Action item A: In the nanotechnology text, list every product named in the paragraph that begins "An increasing number of products."
Action item B: Carry on the nanotechnology text from the point where it stops.

Document text:
◇ ◇ ◇

The CDC's National Institute for Occupational Safety and Health is particularly concerned about the use of two nanomaterials: carbon nanotubes and carbon nanofibers, which are used in numerous industrial and biochemical applications. NIOSH has drafted recommendations to limit exposure until more is known about the technology.
What it is.
According to NIOSH, "nanotechnology involves the manipulation of matter at nanometer length (one-billionth of a meter) scales to produce new materials, structures and devices." The materials produced are not new. The red and yellow hues in stained glass "result from the presence of nanometer-diameter gold and silver particles." What is fairly new is the ability to probe, manipulate, understand, and engineer matter at atomic scales.
An increasing number of products and materials make use of nanotechnology. For example, nanoscale titanium dioxide "is finding uses in cosmetics, sun block creams, and self-cleaning windows, and nanoscale silica is being used as a filler in a range of products, including dental fillings," according to NIOSH. Also, the technology is being used to improve consumer products "such as stain and wrinkle-free fabrics incorporating 'nanowhiskers' and longer-lasting tennis balls using butyl-rubber/nanoclay composites." Nanocoatings and nanocomposites are being used in "a wide variety of consumer products from bicycles to automobiles."
NIOSH is recommending limiting occupational contact and other measures to control work-related exposures until more is known about the materials. With the growth of public awareness and the use of nanotechnology, stakeholders agree that "prudent stewardship of nanotechnology is essential for public acceptance and U.S. competitiveness in the global market," said NIOSH Director Dr. John Howard.

◇ ◇ ◇

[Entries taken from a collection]

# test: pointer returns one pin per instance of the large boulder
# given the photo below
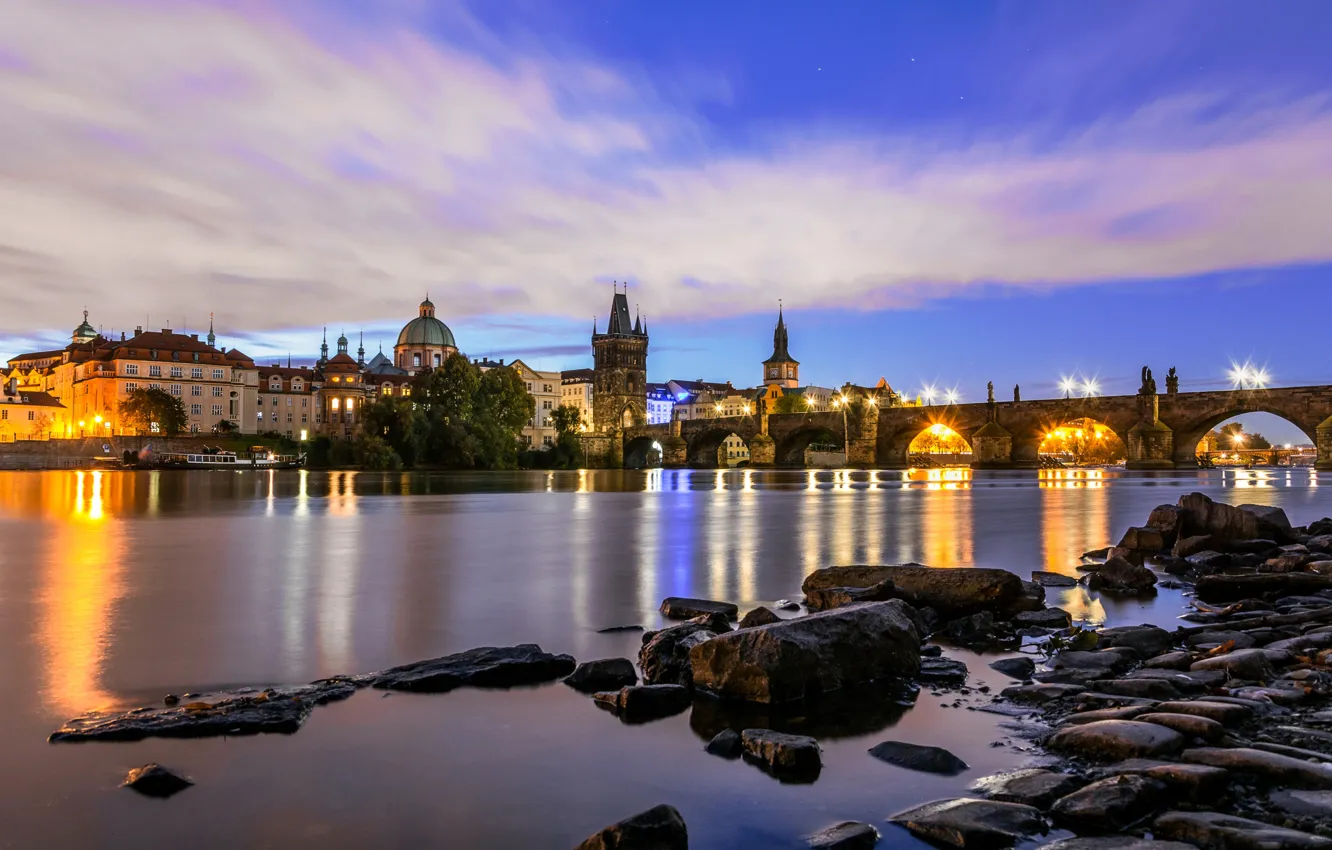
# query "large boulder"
(660, 828)
(807, 656)
(950, 592)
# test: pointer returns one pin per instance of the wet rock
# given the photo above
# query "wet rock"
(1108, 741)
(1270, 766)
(485, 666)
(942, 672)
(1052, 580)
(1110, 805)
(1044, 618)
(1039, 694)
(156, 781)
(685, 608)
(758, 617)
(602, 674)
(229, 713)
(915, 757)
(807, 656)
(1224, 832)
(953, 593)
(1119, 574)
(1030, 788)
(1019, 668)
(967, 824)
(725, 744)
(789, 757)
(660, 828)
(849, 836)
(1144, 640)
(664, 657)
(1187, 725)
(640, 704)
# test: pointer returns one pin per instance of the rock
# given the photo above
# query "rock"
(942, 672)
(1243, 664)
(280, 710)
(660, 828)
(819, 653)
(604, 674)
(790, 757)
(1052, 580)
(1223, 832)
(664, 657)
(758, 617)
(1144, 640)
(915, 757)
(1120, 576)
(1030, 788)
(156, 781)
(640, 704)
(953, 592)
(1220, 712)
(967, 824)
(1187, 725)
(685, 608)
(725, 744)
(1110, 805)
(1044, 618)
(1108, 741)
(1019, 668)
(1039, 694)
(1270, 766)
(485, 666)
(849, 836)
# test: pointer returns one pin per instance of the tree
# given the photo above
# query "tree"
(155, 412)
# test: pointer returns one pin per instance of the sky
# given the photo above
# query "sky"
(938, 193)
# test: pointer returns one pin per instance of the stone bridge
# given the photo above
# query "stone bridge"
(1159, 430)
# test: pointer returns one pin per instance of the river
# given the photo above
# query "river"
(117, 588)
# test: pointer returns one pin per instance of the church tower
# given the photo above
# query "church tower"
(620, 372)
(781, 368)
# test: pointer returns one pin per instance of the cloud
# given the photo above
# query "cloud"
(303, 168)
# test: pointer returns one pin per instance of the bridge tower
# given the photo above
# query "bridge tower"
(620, 380)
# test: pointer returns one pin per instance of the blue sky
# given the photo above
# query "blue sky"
(939, 192)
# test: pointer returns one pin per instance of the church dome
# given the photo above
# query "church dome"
(425, 329)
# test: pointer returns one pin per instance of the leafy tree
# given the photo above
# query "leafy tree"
(148, 408)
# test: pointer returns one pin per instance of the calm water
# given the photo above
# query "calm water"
(117, 588)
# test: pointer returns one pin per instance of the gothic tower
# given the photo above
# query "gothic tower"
(781, 368)
(620, 372)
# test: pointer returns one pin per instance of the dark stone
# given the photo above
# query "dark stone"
(604, 674)
(725, 744)
(1108, 741)
(802, 657)
(156, 781)
(660, 828)
(229, 713)
(1030, 788)
(683, 608)
(664, 657)
(786, 757)
(967, 824)
(1110, 805)
(849, 836)
(1019, 668)
(915, 757)
(640, 704)
(953, 593)
(485, 666)
(758, 617)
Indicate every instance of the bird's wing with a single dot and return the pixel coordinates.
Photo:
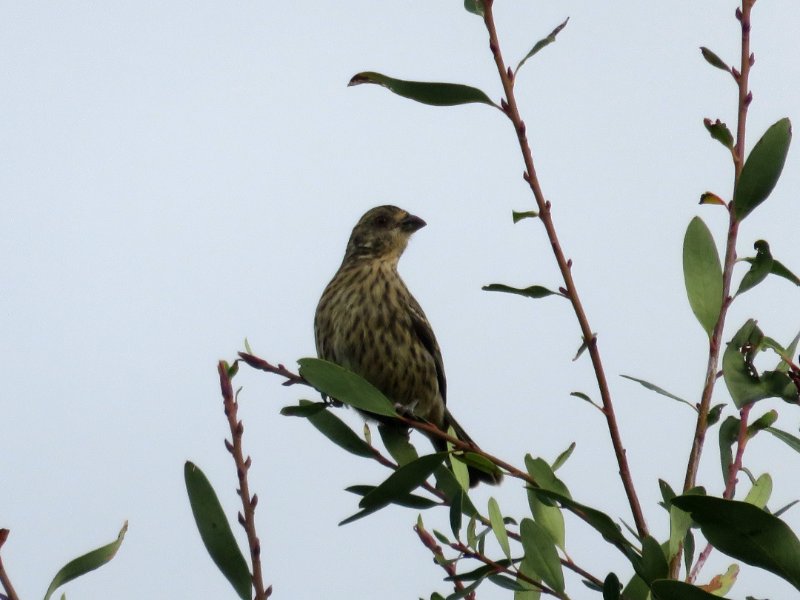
(425, 334)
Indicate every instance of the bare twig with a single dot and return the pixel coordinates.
(247, 517)
(509, 106)
(4, 579)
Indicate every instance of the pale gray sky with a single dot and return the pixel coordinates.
(177, 176)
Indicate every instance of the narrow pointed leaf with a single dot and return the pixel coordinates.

◇ ◇ ◇

Reply A:
- cosmetics
- sun block creams
- self-cleaning windows
- dental fillings
- stain and wrinkle-free fabrics
- longer-lasting tennis balls
- bicycles
- automobiles

Reply B:
The draft recommendations include:
- Minimized work-related exposures until scientific studies can better determine the potential health effects of exposure to carbon nanotubes and carbon nanofibers. Specifically, it recommends a "strategic approach for assessing potential work-related exposures and risks, controlling exposures through a hierarchy of measures, instituting appropriate medical screening programs, and educating workers on sources and job tasks that may expose them to these types of nanomaterials."
- A recommended exposure limit of 7 micrograms of each material per cubic meter of air as an eight-hour, time-weighted average, respirable mass concentration -- the concentration that can be most reliably measured with current instrumentation. While admitting that the recommended exposure limit might not be completely health protective, the draft document says it "should help lower the risk of developing work-related lung disease and assist employers in establishing an occupational health surveillance program that includes elements of hazard and medical surveillance."
- Reduced airborne concentrations "as low as possible below the REL by making optimal use of sampling and analysis."
NIOSH is seeking public comment on the document through Feb. 18. The agency is holding a public meeting on the document in Cincinnati on Feb. 3.